:: PROBLEMS AND TASKS ::
1/ In the post on China and the earthquake, what magnitude was the earthquake that struck China on Monday, May 12?
2/ Write the next few sentences of the post on China and the earthquake, picking up after its final sentence.
--- start of DOCUMENT SEGMENT ---
I myself have included words in posts along the lines of “stop coddling China.” That little gem was a fragment of a post on the failure of US politicians to live up to their obligations to American citizens.

I am frustrated.

I am disheartened that we turn a blind eye to a nation with a questionable human rights record as long as the cheap goods keep coming. I am baffled by our seeming willingness to sell our souls like crack-addicts for one more inexpensive children’s toy even if it comes with a double helping of lead paint on the side. But I want to make clear that none of my bitterness or resentment is directed at the Chinese people.

At the heart of my disquiet are the twin daggers of a nation without real freedom (China) and another nation with rapidly dissipating freedoms and economic strength (the US). I hold the governments of both nations accountable for their individual faults. But for the people, the citizens, the average man or woman just trying to scrape by, for them I have nothing but respect and compassion.

On Monday, May 12, disaster struck China in the form of a magnitude 7.8 earthquake which may have claimed more than fifty thousand lives. The devastation is indescribable, the pain and suffering, unimaginable.
--- end of DOCUMENT SEGMENT ---
--- start of EXTRACTED DATA ---
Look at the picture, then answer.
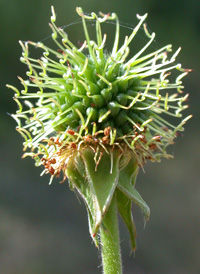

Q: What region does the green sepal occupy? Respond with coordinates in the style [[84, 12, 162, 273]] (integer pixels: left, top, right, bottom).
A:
[[117, 154, 150, 221], [65, 154, 99, 247], [116, 189, 137, 251], [81, 148, 121, 236]]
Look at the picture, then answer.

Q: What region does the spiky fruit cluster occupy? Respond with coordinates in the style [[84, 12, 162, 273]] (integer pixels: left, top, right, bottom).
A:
[[8, 8, 191, 250]]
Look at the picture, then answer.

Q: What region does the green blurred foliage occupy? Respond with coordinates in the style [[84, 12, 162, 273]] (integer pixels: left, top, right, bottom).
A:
[[0, 0, 200, 274]]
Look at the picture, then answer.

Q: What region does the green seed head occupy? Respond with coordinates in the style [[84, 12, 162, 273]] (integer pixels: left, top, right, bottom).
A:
[[8, 7, 191, 180]]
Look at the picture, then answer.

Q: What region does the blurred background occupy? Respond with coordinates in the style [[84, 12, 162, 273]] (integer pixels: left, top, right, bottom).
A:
[[0, 0, 200, 274]]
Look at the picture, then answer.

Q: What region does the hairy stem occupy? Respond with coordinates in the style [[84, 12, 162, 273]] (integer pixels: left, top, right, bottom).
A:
[[100, 195, 122, 274]]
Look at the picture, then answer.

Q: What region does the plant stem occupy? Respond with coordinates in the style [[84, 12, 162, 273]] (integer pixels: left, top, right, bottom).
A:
[[100, 195, 122, 274]]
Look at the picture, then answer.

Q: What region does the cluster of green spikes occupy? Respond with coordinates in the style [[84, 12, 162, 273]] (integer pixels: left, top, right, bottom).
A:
[[7, 7, 191, 250]]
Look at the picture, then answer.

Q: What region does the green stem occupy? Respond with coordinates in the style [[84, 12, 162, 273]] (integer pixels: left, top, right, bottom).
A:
[[100, 195, 122, 274]]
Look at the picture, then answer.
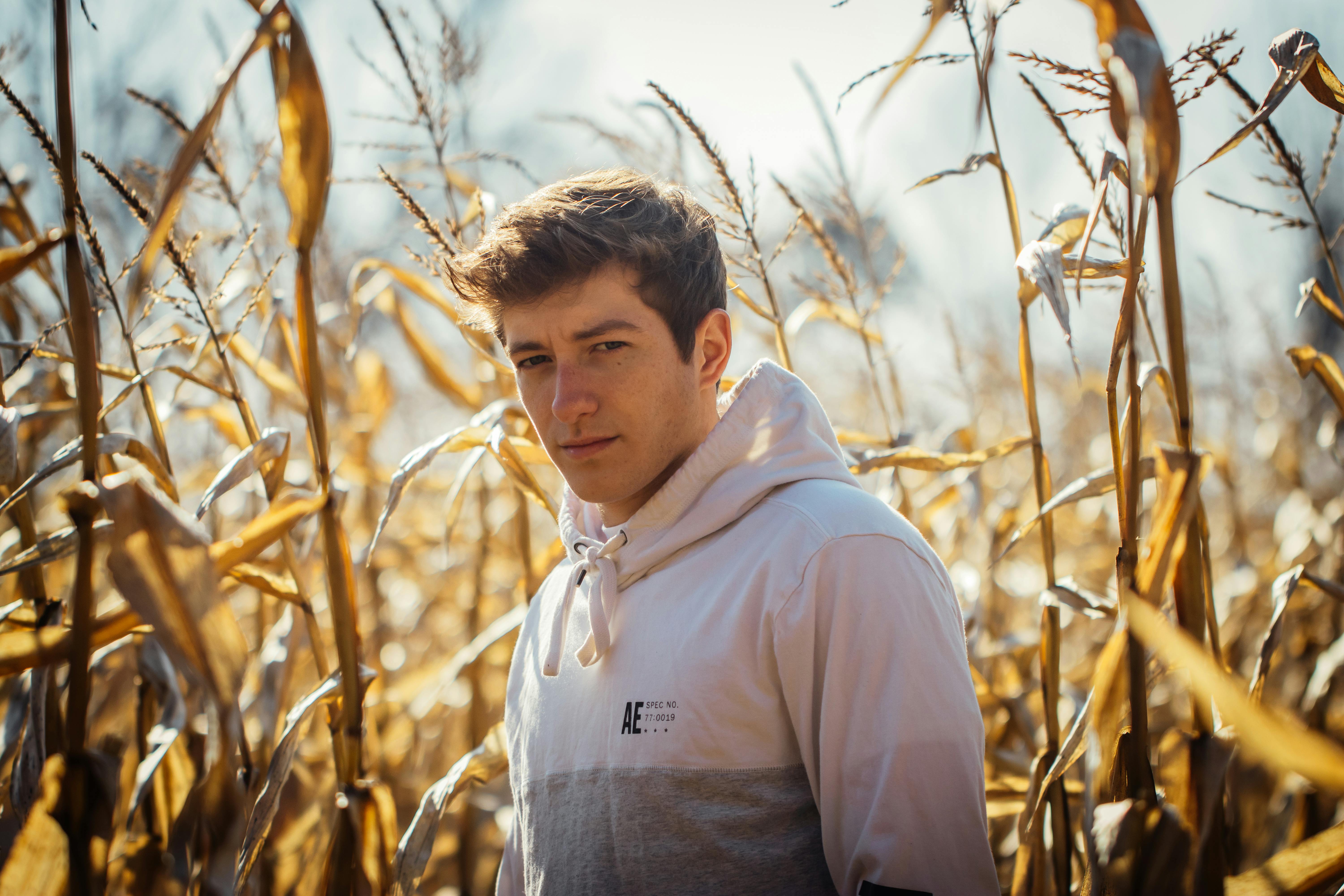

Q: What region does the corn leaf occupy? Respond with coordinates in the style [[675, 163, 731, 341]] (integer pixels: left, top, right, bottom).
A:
[[1249, 566, 1302, 702], [995, 459, 1153, 563], [1195, 28, 1322, 171], [1288, 345, 1344, 414], [0, 433, 177, 513], [196, 427, 289, 520], [99, 469, 247, 733], [1223, 825, 1344, 896], [126, 637, 187, 827], [0, 230, 66, 285], [849, 435, 1031, 474], [391, 721, 508, 896], [208, 492, 328, 575]]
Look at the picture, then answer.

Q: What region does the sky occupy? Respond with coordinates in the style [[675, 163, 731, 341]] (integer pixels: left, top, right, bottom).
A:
[[0, 0, 1344, 441]]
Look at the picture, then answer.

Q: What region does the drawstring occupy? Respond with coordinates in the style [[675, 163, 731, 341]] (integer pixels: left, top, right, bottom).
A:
[[542, 529, 630, 676]]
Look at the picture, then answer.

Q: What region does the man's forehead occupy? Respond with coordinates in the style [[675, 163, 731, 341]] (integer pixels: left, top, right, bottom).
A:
[[500, 282, 656, 351]]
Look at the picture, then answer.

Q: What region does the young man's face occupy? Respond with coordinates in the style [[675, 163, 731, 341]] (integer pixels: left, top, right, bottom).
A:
[[500, 265, 732, 525]]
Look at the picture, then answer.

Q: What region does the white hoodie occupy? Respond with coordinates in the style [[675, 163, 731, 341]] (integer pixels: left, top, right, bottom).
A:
[[499, 361, 999, 896]]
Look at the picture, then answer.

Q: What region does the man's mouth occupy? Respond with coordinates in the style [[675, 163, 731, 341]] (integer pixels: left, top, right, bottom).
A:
[[560, 435, 616, 461]]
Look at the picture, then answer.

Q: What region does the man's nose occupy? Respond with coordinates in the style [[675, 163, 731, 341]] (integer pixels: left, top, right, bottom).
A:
[[551, 363, 597, 426]]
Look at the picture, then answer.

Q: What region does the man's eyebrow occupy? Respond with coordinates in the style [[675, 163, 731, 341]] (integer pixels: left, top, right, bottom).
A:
[[570, 317, 642, 342]]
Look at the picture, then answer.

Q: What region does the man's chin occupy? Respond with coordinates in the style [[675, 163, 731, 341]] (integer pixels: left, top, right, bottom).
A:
[[560, 470, 629, 504]]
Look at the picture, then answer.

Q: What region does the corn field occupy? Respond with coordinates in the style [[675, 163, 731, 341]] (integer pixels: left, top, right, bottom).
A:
[[0, 0, 1344, 896]]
--- end of EXTRACTED DATA ---
:: RESPONSES BY TASK ::
1/ Magnitude 7.8.

2/
I find myself humbled by the tragedy which exacted its deadly toll with indifference to borders, mindless of nationality and unsympathetic to age or race or gender. The men, women and children whose lives were extinguished could have just as easily been German, Iranian, Russian or American. This was not a democratic event. This was not a communist event. This was a human event and, for that, touches us all.

In time, wounds will heal. In time, men and women will go back to arguing about taxes, jobs, economies and politics. In time, things will return like they always do to long valleys of mundane minutia and triviality between sharp, punctuating peaks of defining or tragic events.

For now, though, we weep wherever we may be, on whatever shores we may call home, under whatever form of government we may toil, for our brothers and sisters in China. My heart is broken into countless pieces; for each life lost, for each person who lost somebody. May you find peace. Our thoughts and prayers are with you all.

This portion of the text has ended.